Subject: Re: [boost] Interest in a Bloom Filter?
From: Milosz Marian HULBOJ (mhulboj_at_[hidden])
Date: 2009-06-15 07:21:29


Dean Michael Berris wrote:
> Hi Milosz,
>
> On Mon, Jun 15, 2009 at 2:49 PM, Milosz Marian HULBOJ<mhulboj_at_[hidden]> wrote:
>> - It would be nice to have the option of using `double-hashing' schema,
>> where all the hashes are generated according to:
>> hash(i) = h1(x) + i*h2(x)
>> or the squared/cubed variant:
>> hash(i) = h1(x) + i*h2(x) + i*i (*i)
>>
>
> This is interesting. I'd think this would have to be implemented by
> the user of the bloom_filter in the HashFunctions template parameter.

[Material provided]:
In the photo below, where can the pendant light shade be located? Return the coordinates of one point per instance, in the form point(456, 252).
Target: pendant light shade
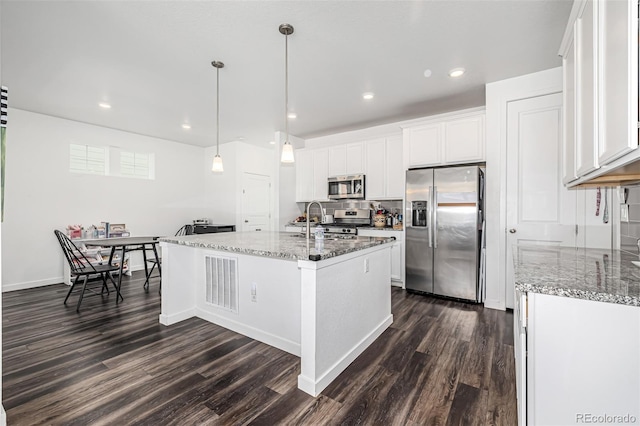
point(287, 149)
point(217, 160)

[Exercise tasks]:
(1) Retype the Bloom filter thread from "Dean Michael Berris" to "i*h2(x) + i*i (*i)".
(2) In the Bloom filter thread, where does Dean Michael Berris think the double-hashing option would have to be implemented?
(3) Proceed with the Bloom filter mailing-list thread, picking up after its last line.

[The responses]:
(1)
Dean Michael Berris wrote:
> Hi Milosz,
>
> On Mon, Jun 15, 2009 at 2:49 PM, Milosz Marian HULBOJ<mhulboj_at_[hidden]> wrote:
>> - It would be nice to have the option of using `double-hashing' schema,
>> where all the hashes are generated according to:
>> hash(i) = h1(x) + i*h2(x)
>> or the squared/cubed variant:
>> hash(i) = h1(x) + i*h2(x) + i*i (*i)

(2) By the user of the bloom_filter in the HashFunctions template parameter.

(3)
>
>> - one hash value can be potentially used to generate many hash values. For
>> example, if you need 16-bit hashes, then from the hash function producing
>> 32-bit hash-value you could get 2 values. This can be in turn combined with
>> the previous point - double hashing.

Hi Dean,

The bottom line of the two points above is that in order to hash for the
bloom filter (in the double-hashing schema) one only needs to:
- invoke hash function once
- split the bits and do few multiplications and additions
Still I didn't have time to look into yours implementation to see
whether the above can be used seamlessly.

There are also variants of double hashing to be more cache-line
friendly, but personally the idea presented above was sufficient for my
needs (for the hashing functions I've been using the TR1 hash and murmur
hash).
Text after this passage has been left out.